• _What this task involves_:
Go through the lines below one by one and count those holding the string "woman". Give the count alone.

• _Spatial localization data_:

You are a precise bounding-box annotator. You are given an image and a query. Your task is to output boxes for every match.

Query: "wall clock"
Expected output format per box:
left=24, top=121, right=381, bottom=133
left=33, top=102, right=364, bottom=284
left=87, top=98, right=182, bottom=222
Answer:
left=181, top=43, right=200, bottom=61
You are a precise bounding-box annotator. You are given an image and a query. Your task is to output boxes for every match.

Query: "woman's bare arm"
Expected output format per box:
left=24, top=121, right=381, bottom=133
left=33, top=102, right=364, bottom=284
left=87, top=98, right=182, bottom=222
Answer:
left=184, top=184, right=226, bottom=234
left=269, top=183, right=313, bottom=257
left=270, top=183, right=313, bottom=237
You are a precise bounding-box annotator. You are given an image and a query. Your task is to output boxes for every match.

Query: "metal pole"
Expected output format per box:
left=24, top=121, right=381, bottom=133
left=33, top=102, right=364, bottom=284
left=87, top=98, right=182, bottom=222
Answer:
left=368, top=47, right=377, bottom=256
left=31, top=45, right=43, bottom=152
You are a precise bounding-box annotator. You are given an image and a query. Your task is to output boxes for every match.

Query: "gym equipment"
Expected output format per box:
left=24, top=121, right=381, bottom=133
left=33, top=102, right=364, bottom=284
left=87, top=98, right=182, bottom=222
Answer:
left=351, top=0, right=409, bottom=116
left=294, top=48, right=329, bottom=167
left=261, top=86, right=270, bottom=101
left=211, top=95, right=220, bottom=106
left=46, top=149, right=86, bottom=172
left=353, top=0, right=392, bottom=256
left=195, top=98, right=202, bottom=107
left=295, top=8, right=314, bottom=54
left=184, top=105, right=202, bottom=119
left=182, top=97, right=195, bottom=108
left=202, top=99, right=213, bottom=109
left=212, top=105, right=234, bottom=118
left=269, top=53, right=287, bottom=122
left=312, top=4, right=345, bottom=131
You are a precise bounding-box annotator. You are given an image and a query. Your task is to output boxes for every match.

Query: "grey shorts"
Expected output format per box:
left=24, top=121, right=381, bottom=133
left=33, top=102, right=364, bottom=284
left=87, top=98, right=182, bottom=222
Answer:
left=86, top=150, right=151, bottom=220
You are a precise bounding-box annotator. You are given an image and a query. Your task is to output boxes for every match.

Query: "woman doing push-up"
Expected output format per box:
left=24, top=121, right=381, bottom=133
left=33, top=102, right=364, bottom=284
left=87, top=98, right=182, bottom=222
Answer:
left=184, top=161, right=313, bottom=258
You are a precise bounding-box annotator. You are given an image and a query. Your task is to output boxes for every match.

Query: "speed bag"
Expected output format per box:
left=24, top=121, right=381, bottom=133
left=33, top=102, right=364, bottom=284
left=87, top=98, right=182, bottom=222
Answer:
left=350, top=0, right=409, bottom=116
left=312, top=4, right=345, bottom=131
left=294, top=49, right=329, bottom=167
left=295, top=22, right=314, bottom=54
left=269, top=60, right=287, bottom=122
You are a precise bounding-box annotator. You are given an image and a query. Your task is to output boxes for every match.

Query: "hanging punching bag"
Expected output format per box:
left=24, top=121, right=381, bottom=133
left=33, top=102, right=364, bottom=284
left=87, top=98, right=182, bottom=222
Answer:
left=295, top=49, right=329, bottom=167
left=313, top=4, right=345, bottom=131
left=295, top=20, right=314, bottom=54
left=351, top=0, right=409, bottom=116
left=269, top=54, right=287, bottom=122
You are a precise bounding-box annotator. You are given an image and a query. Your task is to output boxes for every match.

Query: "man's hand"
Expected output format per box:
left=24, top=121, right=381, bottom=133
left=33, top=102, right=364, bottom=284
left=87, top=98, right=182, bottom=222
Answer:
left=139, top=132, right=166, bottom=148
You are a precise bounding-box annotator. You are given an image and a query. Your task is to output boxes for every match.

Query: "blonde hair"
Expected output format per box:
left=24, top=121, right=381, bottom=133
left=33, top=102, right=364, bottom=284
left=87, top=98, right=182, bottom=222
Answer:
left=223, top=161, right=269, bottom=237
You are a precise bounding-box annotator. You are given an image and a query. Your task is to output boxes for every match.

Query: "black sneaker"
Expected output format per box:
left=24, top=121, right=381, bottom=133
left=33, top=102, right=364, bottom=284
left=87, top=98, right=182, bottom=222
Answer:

• _Written solution_:
2